■ GOAL OF THE EXERCISE ■
Restate word for word the lines in the listing below, starting at the line containing "Target: white knee-high sock" and ending at the line containing "the white adidas", both included; leave out the rest.

■ INFORMATION GIVEN ■
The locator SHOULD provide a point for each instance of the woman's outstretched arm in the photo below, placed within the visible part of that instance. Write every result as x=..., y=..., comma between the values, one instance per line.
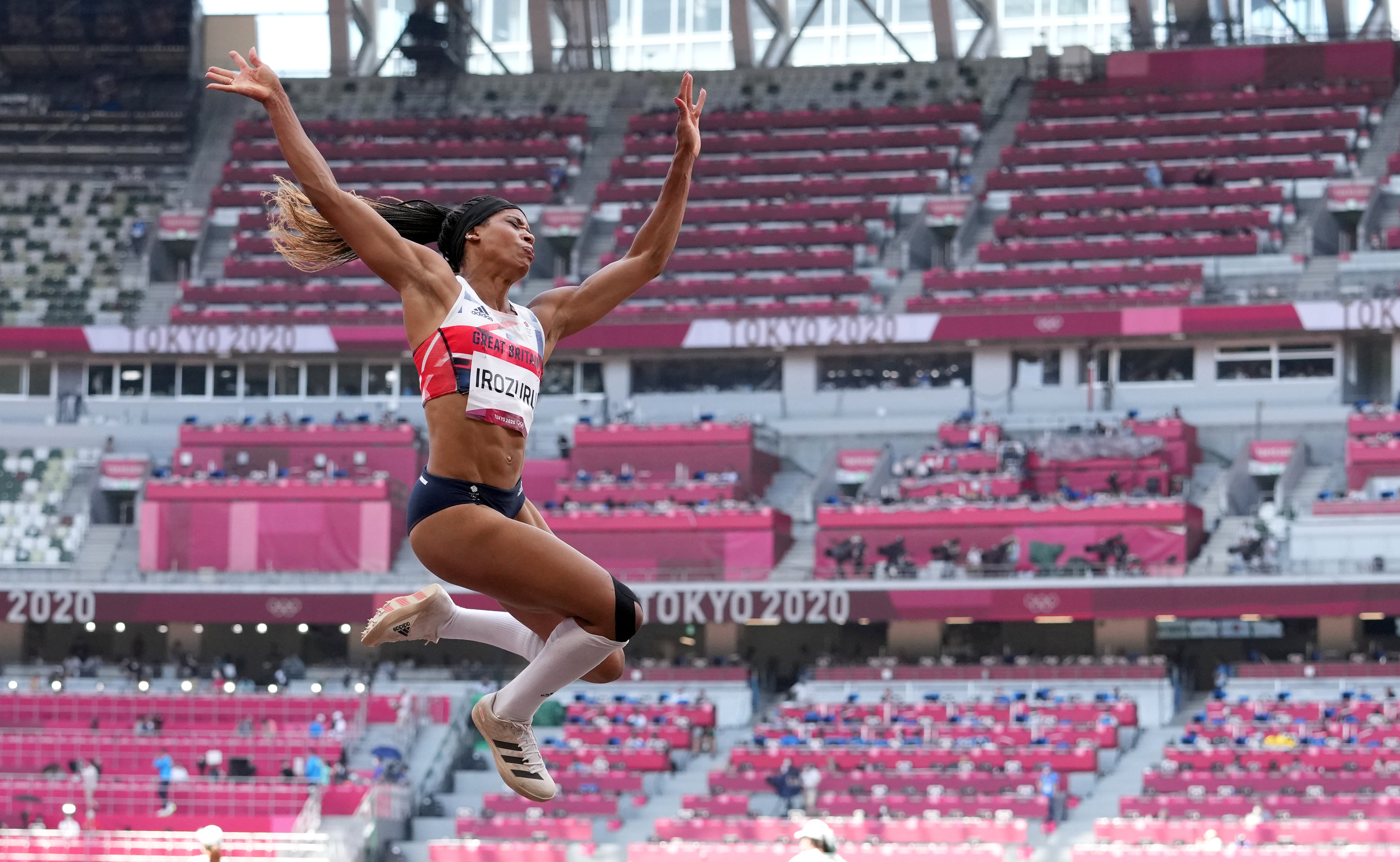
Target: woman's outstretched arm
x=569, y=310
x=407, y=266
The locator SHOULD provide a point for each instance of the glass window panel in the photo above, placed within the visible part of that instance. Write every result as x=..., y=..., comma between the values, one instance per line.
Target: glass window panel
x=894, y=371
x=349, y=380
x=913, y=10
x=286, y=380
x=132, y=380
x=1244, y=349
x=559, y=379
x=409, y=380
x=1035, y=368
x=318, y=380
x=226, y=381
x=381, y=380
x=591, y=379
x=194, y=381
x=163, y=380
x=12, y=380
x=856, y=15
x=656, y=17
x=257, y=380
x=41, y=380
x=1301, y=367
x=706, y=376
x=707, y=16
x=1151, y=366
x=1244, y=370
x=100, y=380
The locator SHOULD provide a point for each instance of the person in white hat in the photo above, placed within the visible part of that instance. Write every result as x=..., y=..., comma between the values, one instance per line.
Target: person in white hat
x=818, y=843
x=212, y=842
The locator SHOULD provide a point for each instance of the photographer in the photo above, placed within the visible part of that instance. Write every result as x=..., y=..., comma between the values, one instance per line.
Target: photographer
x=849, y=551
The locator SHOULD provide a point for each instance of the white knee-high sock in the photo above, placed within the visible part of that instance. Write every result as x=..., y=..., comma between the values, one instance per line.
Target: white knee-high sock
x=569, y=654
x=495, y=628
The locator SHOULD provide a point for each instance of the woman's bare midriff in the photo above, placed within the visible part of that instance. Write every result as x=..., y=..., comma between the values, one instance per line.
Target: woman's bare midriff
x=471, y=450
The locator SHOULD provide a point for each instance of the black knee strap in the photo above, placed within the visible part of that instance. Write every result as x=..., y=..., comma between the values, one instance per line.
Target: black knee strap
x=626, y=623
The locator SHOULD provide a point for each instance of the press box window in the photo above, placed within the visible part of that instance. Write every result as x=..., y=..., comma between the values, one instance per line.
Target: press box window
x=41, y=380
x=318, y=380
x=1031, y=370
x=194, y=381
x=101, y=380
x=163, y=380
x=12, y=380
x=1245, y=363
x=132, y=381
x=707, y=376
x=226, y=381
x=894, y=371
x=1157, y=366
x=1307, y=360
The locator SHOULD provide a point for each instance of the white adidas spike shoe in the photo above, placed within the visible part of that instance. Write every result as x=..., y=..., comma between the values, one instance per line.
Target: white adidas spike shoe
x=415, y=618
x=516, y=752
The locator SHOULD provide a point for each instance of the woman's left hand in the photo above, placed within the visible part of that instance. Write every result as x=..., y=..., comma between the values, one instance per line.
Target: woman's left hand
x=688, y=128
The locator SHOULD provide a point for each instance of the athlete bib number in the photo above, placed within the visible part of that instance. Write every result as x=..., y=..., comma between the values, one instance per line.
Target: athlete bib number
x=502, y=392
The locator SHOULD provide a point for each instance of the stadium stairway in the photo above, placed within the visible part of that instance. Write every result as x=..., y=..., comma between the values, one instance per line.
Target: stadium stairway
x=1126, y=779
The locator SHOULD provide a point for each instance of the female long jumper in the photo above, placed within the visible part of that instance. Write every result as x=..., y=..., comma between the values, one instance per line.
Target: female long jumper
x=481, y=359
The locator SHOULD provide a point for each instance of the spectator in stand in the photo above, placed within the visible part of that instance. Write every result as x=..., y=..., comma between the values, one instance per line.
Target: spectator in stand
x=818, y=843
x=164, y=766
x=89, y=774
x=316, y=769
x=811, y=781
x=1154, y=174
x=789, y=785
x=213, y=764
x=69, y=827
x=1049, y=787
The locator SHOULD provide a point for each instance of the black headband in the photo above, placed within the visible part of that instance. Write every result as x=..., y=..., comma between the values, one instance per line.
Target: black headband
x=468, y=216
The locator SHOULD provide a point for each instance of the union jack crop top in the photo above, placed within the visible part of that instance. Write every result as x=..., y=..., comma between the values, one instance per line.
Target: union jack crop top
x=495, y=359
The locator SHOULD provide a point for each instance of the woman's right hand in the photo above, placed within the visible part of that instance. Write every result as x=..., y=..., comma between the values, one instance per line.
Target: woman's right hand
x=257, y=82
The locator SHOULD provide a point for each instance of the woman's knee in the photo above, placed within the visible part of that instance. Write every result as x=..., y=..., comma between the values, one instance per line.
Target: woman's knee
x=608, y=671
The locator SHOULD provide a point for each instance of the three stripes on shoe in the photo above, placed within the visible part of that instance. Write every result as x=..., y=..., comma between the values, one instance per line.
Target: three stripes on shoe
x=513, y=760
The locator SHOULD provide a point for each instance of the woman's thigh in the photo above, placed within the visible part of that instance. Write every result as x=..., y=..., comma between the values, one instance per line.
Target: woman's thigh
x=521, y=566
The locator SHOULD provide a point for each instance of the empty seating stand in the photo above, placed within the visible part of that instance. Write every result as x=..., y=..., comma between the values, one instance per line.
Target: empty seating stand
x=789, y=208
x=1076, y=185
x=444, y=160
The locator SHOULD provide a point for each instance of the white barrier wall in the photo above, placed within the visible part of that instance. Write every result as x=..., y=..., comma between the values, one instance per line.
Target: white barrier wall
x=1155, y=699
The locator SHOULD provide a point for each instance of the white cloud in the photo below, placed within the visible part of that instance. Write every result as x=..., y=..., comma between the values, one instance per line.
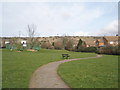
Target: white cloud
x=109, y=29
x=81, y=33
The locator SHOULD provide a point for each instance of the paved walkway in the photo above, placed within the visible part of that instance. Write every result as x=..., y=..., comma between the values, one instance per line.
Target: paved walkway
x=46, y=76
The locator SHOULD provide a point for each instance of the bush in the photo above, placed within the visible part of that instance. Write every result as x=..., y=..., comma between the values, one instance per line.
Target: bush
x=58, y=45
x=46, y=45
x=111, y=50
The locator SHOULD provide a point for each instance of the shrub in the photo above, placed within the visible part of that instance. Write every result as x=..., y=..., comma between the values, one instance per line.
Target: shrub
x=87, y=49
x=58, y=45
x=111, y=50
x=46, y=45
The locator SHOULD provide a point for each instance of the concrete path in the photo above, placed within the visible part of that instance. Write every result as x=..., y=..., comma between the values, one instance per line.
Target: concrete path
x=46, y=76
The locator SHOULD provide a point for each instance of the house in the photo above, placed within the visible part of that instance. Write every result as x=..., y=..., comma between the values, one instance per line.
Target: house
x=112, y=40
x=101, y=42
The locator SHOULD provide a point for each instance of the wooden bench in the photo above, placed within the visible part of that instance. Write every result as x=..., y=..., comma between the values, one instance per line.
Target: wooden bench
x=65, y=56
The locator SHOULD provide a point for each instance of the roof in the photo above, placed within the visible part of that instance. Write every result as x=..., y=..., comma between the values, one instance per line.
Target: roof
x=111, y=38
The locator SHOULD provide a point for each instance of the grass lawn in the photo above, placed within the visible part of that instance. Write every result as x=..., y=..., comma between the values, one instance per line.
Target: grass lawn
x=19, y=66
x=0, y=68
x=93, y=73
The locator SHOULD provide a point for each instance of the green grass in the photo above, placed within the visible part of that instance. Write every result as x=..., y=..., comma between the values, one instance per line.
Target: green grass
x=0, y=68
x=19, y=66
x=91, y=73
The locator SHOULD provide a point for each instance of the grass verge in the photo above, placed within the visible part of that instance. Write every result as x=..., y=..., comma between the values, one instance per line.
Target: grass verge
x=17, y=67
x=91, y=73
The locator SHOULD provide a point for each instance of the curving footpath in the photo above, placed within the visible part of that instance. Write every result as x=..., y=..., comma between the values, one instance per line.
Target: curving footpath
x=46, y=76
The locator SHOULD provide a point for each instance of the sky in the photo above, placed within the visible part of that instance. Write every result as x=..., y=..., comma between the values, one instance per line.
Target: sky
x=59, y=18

* * *

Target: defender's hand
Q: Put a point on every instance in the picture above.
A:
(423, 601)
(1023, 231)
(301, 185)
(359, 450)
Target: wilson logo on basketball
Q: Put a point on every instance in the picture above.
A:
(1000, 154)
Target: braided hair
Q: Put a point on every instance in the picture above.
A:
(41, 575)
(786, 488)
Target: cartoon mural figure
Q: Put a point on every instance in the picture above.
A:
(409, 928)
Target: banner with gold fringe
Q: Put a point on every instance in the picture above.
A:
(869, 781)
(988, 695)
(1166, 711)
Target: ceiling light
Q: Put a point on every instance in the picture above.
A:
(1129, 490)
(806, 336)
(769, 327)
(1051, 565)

■ EXERCISE RESULT ■
Target: white knee-high sock
x=569, y=654
x=495, y=628
The locator SHOULD provide a point for each instance of the woman's bare midriff in the photo above, placed within the visible part of that instance. Write every result as x=..., y=..., comma between the values, one instance per line.
Target: woman's bare midriff
x=471, y=450
The locator SHOULD provide a point for each instance of the black knee strap in the photo above, placed within the visible part of that instance. Write every result as x=..., y=..., comma between the values, one instance per line.
Target: black knee strap
x=626, y=623
The locator SHOULD provide a point for each instance of the press box window in the photo above, placed within the visible part of that instance. Write every result as x=..., y=..., comma between the values, one instance per line.
Target: press box window
x=41, y=380
x=318, y=380
x=1031, y=370
x=194, y=381
x=101, y=380
x=163, y=380
x=12, y=380
x=1245, y=363
x=132, y=381
x=707, y=376
x=226, y=381
x=894, y=371
x=1157, y=366
x=1307, y=360
The locator SHOULD provide a point for each instance of the white adidas spike shoe in the photo above, placed within the visible part of that instance. Write every result as x=..., y=..., comma between the values, one instance per line.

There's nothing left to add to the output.